Reading passage:
At present the UK emergency services are without a system to easily exchange data electronically aside from some localised point-to-point (PTP) arrangements.
If the police take a call and need to contact other agencies, they have to ring and ask them to attend the incident. The incident details have to be passed verbally with the consequent possibility of inaccuracies creeping into the system. It is a cumbersome and time consuming process – never a good thing in an emergency.
What should happen ideally is that once the incident details are logged by the initial agency, the data would be transferred at the push of a button and automatically populate the command and control of the other agencies. This would save time and ensure accuracy.
Welsh pilot scheme
Moves have been made towards creating this kind of data exchange in a more structured way. In 2012, a pilot was run between Gwent Police, South Wales Fire & Rescue Service and Newport City Council. It was supported by the Welsh Joint Emergency Services Group, the Welsh Government and the Cabinet Office.
The pilot became known as DEIT (Direct Electronic Incident Transfer) – now known as MAIT (Multi-Agency Incident Transfer). The idea was to test the concept of a ‘hub-based’ approach to the data exchange. The Cabinet Office involvement enabled use of the NRE (National Resilience Extranet) to provide the hub infrastructure – thereby helping to join the technology already used to provide the UK with resilient communications to that used in everyday business.

Assignment 1: Transcribe the passage on emergency services data exchange in full, word for word.
The passage above and the entries after it are unrelated material.

Dataset excerpts:
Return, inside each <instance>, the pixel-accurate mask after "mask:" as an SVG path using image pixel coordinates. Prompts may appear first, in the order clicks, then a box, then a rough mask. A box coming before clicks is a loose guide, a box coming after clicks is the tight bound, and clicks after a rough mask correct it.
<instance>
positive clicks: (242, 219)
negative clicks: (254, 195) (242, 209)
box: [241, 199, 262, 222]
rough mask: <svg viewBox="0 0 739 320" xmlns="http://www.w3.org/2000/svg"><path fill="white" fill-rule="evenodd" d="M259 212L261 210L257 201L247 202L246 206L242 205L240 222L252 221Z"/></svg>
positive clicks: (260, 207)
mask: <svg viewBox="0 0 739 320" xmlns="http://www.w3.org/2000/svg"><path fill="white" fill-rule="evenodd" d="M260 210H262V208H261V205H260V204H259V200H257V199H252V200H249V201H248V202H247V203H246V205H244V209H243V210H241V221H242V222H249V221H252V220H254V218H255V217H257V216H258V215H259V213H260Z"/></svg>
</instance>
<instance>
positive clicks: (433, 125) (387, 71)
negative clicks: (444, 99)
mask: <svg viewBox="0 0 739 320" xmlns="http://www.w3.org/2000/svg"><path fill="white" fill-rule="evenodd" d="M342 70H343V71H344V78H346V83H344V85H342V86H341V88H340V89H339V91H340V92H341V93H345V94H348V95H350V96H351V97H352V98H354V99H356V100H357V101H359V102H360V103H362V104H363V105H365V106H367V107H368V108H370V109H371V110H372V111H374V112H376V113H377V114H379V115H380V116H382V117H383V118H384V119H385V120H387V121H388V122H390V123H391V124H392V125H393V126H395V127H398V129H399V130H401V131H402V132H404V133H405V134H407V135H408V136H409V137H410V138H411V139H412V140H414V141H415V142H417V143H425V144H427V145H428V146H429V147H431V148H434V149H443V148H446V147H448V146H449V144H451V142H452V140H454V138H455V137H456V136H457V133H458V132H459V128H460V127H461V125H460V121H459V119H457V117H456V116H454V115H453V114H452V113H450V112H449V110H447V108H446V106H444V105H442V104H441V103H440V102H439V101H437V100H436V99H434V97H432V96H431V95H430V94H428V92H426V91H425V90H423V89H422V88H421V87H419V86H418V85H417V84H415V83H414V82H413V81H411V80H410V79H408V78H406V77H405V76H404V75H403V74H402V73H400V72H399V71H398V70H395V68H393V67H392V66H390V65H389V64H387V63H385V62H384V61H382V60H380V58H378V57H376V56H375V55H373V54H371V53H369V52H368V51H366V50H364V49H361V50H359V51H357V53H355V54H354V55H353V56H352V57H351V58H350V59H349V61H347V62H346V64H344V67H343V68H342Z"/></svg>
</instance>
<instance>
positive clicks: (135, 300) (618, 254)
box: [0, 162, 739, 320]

Assignment 2: Rewrite the entries from the line holding "rough mask: <svg" through the end of the entries, inclusive, replacing "positive clicks" with "foreground clicks" and leaving everything else unchanged.

Answer box 1:
At present the UK emergency services are without a system to easily exchange data electronically aside from some localised point-to-point (PTP) arrangements.
If the police take a call and need to contact other agencies, they have to ring and ask them to attend the incident. The incident details have to be passed verbally with the consequent possibility of inaccuracies creeping into the system. It is a cumbersome and time consuming process – never a good thing in an emergency.
What should happen ideally is that once the incident details are logged by the initial agency, the data would be transferred at the push of a button and automatically populate the command and control of the other agencies. This would save time and ensure accuracy.
Welsh pilot scheme
Moves have been made towards creating this kind of data exchange in a more structured way. In 2012, a pilot was run between Gwent Police, South Wales Fire & Rescue Service and Newport City Council. It was supported by the Welsh Joint Emergency Services Group, the Welsh Government and the Cabinet Office.
The pilot became known as DEIT (Direct Electronic Incident Transfer) – now known as MAIT (Multi-Agency Incident Transfer). The idea was to test the concept of a ‘hub-based’ approach to the data exchange. The Cabinet Office involvement enabled use of the NRE (National Resilience Extranet) to provide the hub infrastructure – thereby helping to join the technology already used to provide the UK with resilient communications to that used in everyday business.

Answer box 2:
rough mask: <svg viewBox="0 0 739 320" xmlns="http://www.w3.org/2000/svg"><path fill="white" fill-rule="evenodd" d="M259 212L261 210L257 201L247 202L246 206L242 205L240 222L252 221Z"/></svg>
foreground clicks: (260, 207)
mask: <svg viewBox="0 0 739 320" xmlns="http://www.w3.org/2000/svg"><path fill="white" fill-rule="evenodd" d="M260 210H262V208H261V205H260V204H259V200H257V199H252V200H249V201H248V202H247V203H246V205H244V209H243V210H241V221H242V222H249V221H252V220H254V218H255V217H257V216H258V215H259V213H260Z"/></svg>
</instance>
<instance>
foreground clicks: (433, 125) (387, 71)
negative clicks: (444, 99)
mask: <svg viewBox="0 0 739 320" xmlns="http://www.w3.org/2000/svg"><path fill="white" fill-rule="evenodd" d="M342 70H343V71H344V78H346V83H344V85H342V86H341V88H340V89H339V91H340V92H341V93H345V94H348V95H350V96H351V97H352V98H354V99H356V100H357V101H359V102H360V103H362V104H363V105H365V106H367V107H368V108H370V109H371V110H372V111H374V112H376V113H377V114H379V115H380V116H382V117H383V118H384V119H385V120H387V121H388V122H390V123H391V124H392V125H393V126H395V127H398V129H399V130H401V131H402V132H404V133H405V134H407V135H408V136H409V137H410V138H411V139H412V140H414V141H415V142H417V143H425V144H427V145H428V146H429V147H431V148H434V149H443V148H446V147H448V146H449V144H451V142H452V140H454V138H455V137H456V136H457V133H458V132H459V128H460V127H461V125H460V121H459V119H457V117H456V116H454V115H453V114H452V113H450V112H449V110H447V108H446V106H444V105H442V104H441V103H440V102H439V101H437V100H436V99H434V97H432V96H431V95H430V94H428V92H426V91H425V90H423V89H422V88H421V87H419V86H418V85H417V84H415V83H414V82H413V81H411V80H410V79H408V78H406V77H405V76H404V75H403V74H402V73H400V72H399V71H398V70H395V68H393V67H392V66H390V65H389V64H387V63H385V62H384V61H382V60H380V58H378V57H376V56H375V55H373V54H371V53H369V52H368V51H366V50H364V49H361V50H359V51H357V53H355V54H354V55H353V56H352V57H351V58H350V59H349V61H347V62H346V64H344V67H343V68H342Z"/></svg>
</instance>
<instance>
foreground clicks: (135, 300) (618, 254)
box: [0, 162, 739, 320]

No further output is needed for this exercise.